PROVIDED ENTRIES >>
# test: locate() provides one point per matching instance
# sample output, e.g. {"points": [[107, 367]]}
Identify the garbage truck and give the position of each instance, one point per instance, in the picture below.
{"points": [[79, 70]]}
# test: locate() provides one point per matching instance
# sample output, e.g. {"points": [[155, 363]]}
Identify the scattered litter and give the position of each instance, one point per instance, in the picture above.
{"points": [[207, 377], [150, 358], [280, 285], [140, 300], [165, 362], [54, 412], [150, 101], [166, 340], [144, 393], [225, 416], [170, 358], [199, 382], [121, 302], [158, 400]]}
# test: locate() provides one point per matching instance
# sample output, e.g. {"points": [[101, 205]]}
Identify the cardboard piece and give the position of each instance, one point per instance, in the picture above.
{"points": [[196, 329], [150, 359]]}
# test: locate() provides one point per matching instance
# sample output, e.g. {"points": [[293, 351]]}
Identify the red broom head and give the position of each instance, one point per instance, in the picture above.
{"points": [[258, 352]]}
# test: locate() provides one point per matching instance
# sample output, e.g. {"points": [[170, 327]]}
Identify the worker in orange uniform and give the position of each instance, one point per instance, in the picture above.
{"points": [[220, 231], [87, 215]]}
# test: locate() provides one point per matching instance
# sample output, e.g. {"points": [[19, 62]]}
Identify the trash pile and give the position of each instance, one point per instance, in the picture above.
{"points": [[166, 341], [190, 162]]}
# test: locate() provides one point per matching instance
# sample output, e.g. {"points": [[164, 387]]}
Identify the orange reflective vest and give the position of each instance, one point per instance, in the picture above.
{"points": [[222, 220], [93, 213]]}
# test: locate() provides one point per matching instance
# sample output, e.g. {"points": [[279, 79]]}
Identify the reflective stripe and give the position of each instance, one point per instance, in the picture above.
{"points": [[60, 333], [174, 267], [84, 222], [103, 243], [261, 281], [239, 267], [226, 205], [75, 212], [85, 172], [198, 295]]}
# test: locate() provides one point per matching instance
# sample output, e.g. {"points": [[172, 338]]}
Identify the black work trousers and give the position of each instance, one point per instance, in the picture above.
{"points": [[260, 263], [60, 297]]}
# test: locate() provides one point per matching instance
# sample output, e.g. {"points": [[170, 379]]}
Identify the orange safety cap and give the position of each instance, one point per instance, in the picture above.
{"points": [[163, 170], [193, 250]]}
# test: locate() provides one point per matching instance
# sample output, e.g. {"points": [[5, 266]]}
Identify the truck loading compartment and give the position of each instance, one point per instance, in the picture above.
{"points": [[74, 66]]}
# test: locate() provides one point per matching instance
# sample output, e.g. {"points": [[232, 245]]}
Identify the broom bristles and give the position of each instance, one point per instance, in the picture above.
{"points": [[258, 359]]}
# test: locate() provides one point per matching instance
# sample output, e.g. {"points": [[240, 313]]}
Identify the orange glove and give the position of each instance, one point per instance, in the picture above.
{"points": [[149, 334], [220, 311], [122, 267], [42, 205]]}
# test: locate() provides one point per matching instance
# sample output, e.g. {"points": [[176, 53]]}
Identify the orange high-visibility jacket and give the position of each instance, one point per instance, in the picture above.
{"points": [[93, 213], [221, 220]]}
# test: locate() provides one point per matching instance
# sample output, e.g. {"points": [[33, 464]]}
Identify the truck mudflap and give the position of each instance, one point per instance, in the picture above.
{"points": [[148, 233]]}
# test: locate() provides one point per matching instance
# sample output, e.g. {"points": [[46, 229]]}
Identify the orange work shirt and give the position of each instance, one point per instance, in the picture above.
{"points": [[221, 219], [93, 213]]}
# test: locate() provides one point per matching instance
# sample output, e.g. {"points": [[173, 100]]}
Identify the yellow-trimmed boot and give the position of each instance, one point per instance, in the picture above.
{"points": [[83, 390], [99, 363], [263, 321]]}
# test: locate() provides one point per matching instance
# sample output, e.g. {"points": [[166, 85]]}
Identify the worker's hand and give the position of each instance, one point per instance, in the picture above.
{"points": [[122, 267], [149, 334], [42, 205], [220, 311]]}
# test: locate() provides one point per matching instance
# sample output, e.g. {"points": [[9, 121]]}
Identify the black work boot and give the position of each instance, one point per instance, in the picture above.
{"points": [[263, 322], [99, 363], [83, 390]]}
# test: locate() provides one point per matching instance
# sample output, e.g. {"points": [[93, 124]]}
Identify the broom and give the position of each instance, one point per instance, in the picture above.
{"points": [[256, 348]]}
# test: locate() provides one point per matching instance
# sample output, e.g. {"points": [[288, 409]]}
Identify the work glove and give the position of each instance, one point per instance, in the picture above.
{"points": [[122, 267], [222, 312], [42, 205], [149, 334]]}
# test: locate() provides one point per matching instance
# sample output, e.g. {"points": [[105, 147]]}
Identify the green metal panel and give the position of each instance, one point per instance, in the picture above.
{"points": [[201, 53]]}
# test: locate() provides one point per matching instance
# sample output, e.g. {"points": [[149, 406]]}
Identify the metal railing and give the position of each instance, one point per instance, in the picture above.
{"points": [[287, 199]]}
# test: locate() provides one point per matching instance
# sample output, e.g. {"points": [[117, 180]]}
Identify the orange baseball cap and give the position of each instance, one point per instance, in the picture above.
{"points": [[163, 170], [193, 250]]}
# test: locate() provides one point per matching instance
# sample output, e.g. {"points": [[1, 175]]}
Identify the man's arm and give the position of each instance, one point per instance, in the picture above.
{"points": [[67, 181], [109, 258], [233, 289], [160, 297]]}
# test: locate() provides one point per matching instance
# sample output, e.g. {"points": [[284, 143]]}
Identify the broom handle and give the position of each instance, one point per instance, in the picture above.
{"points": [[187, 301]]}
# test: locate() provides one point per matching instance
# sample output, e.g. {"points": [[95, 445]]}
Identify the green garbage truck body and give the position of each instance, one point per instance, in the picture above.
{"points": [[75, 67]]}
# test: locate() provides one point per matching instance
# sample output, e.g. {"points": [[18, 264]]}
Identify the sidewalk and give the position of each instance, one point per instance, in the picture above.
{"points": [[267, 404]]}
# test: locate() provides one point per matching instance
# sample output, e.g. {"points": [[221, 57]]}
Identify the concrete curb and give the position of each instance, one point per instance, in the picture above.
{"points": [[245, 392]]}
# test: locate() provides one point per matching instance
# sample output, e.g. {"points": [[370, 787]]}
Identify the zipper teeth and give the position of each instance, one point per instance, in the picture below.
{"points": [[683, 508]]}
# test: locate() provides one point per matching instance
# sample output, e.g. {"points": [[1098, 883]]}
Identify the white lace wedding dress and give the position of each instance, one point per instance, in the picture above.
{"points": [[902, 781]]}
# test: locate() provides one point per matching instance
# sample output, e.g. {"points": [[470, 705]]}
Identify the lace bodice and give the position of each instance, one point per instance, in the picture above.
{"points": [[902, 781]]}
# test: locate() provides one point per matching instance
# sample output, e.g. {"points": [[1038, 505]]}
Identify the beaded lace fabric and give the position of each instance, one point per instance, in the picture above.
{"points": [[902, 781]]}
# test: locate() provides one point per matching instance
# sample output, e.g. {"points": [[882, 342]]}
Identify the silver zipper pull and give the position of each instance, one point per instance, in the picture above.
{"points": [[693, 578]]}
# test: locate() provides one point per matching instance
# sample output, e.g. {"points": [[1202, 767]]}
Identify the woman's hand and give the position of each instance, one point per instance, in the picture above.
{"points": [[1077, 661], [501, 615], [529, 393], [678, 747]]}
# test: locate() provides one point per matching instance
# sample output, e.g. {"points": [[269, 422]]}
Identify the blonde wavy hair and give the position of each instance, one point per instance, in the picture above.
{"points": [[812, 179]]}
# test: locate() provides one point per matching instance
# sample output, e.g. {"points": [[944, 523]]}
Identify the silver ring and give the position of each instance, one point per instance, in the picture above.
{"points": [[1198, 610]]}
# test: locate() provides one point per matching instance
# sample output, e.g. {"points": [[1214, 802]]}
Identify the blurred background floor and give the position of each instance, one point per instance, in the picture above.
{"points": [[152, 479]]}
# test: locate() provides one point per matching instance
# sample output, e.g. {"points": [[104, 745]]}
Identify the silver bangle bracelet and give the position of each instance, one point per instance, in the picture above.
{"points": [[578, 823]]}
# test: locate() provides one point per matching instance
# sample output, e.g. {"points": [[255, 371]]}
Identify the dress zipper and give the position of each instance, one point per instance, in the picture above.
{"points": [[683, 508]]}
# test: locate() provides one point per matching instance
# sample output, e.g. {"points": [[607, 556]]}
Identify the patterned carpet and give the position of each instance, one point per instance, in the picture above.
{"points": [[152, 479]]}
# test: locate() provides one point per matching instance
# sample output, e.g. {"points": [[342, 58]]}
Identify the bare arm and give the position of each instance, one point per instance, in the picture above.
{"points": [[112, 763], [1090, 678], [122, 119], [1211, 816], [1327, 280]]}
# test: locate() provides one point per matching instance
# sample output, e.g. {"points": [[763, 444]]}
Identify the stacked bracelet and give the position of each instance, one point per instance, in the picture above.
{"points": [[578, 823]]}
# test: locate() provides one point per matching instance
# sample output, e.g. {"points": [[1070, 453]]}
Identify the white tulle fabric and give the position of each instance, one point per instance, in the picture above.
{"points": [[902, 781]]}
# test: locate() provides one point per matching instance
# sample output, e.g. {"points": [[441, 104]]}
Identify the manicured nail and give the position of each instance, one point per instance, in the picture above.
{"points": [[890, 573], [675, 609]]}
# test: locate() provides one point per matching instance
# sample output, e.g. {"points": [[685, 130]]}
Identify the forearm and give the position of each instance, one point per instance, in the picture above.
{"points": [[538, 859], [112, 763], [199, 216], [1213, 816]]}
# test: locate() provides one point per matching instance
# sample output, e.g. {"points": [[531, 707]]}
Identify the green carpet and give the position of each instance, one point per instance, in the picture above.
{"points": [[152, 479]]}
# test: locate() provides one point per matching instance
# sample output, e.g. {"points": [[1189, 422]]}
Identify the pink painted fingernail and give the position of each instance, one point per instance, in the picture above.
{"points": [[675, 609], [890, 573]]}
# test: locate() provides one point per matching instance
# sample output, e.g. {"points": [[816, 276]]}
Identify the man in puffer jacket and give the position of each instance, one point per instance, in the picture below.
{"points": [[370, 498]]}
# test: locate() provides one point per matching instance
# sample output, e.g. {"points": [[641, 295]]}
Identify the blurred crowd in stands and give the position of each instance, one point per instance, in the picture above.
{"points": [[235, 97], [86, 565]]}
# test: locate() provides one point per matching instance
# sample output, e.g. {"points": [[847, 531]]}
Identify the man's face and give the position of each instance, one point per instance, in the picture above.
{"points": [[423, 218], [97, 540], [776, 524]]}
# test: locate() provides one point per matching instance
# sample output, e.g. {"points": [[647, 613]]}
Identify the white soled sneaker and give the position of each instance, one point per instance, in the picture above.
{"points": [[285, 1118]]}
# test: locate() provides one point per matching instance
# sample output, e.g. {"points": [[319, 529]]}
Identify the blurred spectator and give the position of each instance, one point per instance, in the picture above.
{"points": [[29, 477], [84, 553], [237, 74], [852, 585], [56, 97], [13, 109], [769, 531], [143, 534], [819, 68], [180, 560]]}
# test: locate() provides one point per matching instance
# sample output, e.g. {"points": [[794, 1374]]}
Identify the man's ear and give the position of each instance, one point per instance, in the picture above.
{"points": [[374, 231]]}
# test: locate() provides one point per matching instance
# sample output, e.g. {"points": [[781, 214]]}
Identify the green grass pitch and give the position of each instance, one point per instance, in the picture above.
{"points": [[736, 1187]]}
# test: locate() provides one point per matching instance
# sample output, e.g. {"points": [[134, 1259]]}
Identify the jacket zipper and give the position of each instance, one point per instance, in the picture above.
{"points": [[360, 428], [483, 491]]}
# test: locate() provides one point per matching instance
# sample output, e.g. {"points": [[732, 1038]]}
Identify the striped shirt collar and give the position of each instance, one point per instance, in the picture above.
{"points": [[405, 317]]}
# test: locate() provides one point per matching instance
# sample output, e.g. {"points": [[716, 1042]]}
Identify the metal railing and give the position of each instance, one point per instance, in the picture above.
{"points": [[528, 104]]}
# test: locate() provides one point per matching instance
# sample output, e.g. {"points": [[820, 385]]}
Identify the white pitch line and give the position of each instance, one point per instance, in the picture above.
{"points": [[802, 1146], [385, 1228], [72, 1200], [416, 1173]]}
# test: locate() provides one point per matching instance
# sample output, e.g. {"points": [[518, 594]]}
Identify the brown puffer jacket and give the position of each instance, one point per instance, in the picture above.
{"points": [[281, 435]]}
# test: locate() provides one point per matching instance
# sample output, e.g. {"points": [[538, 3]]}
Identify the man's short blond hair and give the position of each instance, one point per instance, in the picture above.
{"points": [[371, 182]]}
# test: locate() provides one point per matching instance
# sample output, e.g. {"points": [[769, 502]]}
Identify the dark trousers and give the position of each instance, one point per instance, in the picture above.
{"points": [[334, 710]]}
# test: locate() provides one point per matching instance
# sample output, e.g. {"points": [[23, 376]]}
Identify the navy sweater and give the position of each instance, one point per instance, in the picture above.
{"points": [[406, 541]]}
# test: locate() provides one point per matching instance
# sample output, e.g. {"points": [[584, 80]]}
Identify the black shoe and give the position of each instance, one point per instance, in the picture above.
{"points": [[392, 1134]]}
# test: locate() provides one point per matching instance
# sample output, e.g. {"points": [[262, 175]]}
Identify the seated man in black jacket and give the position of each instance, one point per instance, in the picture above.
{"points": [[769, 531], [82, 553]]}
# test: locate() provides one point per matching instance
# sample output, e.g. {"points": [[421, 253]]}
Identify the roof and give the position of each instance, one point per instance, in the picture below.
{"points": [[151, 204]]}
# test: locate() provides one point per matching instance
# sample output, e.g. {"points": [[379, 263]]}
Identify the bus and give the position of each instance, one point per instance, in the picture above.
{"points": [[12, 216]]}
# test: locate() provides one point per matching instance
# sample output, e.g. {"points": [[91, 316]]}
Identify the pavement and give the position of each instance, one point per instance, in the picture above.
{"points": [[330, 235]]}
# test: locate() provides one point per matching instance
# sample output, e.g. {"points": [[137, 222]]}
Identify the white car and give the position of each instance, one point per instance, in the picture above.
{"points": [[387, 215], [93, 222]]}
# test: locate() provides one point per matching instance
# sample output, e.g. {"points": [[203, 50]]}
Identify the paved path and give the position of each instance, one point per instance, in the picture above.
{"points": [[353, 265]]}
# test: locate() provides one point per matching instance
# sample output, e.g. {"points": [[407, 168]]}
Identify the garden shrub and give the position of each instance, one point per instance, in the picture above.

SHORT TASK >> How many lines of the records above contain the word "reflective"? Case counts; give only the number.

FULL RESPONSE >> 2